* GESTELLTE AUFGABE: Gib aus den Datensätzen die Zeilen von der Zeile mit „forearm, that would be a great help.“ bis einschließlich der Zeile mit „68 176 L 72“ unverändert wieder.

◆ ◆ ◆ ◆ ◆ ◆ ◆

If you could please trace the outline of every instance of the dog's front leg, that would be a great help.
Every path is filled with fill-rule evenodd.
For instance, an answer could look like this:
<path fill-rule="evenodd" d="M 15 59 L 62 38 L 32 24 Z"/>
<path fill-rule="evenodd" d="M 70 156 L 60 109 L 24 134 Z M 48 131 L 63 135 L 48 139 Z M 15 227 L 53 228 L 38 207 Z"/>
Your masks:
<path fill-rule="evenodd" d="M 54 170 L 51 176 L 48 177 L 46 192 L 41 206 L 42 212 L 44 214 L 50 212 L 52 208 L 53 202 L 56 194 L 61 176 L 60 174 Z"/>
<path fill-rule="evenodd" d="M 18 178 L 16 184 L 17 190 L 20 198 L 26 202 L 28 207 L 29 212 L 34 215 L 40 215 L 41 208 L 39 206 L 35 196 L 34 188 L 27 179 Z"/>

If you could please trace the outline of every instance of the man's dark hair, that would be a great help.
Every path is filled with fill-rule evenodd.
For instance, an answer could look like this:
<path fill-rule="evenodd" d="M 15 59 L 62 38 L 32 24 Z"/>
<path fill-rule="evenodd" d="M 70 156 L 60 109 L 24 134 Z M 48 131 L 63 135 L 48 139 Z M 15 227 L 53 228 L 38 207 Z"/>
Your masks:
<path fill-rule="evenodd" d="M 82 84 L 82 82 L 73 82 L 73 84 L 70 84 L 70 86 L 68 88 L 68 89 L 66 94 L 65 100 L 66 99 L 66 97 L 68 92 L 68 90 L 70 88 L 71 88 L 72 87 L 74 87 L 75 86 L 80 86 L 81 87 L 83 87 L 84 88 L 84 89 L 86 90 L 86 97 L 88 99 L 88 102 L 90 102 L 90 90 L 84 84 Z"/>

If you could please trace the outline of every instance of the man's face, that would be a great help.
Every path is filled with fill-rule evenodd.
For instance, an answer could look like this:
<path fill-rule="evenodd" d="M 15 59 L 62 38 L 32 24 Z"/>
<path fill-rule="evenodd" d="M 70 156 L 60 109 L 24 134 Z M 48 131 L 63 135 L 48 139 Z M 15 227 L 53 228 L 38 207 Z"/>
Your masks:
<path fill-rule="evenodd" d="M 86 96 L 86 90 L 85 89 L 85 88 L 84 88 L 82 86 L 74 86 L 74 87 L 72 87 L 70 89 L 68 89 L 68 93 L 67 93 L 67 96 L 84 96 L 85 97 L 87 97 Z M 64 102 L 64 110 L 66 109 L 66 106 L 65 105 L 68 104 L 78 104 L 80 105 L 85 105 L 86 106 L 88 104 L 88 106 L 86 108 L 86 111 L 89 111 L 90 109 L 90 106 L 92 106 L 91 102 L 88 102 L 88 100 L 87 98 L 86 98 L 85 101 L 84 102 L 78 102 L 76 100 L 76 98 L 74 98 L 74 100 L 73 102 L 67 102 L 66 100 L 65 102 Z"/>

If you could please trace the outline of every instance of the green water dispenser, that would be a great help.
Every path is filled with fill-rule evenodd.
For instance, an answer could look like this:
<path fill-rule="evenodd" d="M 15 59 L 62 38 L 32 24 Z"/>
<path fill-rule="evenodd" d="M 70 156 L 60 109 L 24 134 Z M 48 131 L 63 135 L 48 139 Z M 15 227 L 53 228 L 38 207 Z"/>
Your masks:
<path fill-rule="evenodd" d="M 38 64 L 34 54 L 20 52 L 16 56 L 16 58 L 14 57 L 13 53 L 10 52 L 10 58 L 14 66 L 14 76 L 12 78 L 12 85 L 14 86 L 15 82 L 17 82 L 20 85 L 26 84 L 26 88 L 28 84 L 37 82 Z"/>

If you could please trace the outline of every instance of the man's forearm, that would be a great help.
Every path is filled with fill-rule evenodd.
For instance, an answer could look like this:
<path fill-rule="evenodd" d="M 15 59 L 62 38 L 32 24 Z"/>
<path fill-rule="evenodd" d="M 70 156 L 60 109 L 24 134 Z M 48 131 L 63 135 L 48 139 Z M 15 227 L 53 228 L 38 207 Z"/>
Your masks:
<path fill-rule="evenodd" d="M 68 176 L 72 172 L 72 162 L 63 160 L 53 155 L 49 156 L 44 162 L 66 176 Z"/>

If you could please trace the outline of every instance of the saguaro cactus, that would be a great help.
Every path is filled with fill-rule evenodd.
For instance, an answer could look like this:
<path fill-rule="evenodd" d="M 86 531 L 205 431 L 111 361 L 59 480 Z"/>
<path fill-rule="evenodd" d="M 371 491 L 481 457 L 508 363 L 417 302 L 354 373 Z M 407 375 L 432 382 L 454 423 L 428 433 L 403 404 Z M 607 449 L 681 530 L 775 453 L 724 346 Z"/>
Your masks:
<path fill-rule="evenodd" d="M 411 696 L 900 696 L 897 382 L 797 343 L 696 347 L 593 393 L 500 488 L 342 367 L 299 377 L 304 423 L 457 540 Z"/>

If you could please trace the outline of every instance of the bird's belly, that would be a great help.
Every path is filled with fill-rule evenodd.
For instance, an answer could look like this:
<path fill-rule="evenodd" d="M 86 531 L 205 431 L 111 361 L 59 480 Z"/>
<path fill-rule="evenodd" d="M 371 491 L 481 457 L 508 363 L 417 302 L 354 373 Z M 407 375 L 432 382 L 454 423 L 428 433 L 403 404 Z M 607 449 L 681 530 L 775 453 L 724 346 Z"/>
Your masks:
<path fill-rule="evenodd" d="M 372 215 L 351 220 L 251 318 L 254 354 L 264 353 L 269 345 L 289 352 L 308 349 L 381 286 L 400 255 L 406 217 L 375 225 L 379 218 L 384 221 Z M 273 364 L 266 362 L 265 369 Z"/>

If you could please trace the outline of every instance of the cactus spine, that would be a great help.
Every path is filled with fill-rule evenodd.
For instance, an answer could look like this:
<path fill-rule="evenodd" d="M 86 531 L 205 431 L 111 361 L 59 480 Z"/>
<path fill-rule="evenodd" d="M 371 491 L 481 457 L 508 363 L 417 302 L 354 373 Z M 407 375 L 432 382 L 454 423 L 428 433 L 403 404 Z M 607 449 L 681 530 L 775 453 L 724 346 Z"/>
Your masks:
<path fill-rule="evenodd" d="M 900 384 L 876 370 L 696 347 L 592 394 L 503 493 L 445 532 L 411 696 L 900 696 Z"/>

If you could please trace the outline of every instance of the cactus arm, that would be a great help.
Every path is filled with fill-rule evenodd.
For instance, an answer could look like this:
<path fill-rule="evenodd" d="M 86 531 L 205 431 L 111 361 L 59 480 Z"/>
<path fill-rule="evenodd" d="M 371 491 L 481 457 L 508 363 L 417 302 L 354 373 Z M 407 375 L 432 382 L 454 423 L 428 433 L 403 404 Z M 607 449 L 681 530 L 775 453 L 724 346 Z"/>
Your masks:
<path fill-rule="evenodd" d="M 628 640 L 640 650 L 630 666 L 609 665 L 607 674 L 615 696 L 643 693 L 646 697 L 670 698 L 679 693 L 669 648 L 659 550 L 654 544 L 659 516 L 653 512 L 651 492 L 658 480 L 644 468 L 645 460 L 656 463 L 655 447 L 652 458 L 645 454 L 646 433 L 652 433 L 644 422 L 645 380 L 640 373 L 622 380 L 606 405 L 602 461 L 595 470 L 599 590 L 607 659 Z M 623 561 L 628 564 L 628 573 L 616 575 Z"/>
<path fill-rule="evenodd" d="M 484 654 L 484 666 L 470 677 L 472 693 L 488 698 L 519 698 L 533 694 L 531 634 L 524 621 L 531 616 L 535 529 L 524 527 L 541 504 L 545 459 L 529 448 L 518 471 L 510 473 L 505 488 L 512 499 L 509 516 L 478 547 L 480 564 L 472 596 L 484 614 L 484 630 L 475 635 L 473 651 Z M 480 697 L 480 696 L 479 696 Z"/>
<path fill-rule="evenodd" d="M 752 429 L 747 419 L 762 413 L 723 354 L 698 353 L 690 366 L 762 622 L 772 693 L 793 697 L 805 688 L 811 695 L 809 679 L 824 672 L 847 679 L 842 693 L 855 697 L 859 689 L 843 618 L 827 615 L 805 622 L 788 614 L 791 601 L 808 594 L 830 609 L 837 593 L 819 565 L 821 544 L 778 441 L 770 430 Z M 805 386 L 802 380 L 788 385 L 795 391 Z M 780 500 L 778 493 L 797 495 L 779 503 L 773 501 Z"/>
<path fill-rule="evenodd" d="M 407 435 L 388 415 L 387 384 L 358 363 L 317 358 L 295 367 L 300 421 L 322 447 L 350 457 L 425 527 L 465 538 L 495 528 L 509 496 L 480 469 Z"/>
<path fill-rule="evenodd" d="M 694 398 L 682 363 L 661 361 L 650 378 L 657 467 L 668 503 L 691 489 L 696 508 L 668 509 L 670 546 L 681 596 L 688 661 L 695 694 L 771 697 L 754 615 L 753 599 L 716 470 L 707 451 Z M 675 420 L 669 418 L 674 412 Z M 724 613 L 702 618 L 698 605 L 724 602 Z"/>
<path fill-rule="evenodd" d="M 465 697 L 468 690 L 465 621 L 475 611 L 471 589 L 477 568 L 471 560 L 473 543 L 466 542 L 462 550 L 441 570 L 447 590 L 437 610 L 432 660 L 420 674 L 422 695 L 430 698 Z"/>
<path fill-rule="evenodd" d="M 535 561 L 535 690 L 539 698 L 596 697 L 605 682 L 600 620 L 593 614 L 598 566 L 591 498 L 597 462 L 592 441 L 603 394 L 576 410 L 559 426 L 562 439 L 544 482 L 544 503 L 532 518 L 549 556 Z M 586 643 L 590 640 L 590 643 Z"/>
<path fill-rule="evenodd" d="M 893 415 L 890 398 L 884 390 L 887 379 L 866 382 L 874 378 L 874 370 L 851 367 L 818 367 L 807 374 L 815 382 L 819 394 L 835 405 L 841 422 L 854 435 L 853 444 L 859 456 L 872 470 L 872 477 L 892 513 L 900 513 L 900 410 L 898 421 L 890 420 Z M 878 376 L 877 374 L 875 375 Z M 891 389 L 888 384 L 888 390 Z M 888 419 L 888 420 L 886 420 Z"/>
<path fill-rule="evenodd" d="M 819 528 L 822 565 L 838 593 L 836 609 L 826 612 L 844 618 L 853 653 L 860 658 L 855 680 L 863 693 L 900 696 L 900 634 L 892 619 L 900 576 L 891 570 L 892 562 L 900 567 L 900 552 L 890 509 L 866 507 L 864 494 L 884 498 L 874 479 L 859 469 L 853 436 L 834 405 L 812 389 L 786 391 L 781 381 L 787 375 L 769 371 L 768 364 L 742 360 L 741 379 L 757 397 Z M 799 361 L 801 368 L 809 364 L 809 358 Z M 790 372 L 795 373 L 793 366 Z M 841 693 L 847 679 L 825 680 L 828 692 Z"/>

◆ ◆ ◆ ◆ ◆ ◆ ◆

* ERGEBNIS DER AUFGABE:
If you could please trace the outline of every instance of the man's forearm, that would be a great help.
Every path is filled with fill-rule evenodd.
For instance, an answer could look like this:
<path fill-rule="evenodd" d="M 15 59 L 62 38 L 32 24 Z"/>
<path fill-rule="evenodd" d="M 70 156 L 60 109 L 24 134 Z M 48 131 L 63 135 L 48 139 Z M 15 227 L 53 228 L 38 207 Z"/>
Your masks:
<path fill-rule="evenodd" d="M 68 176 L 72 172 L 72 162 L 63 160 L 53 155 L 49 156 L 44 162 L 66 176 Z"/>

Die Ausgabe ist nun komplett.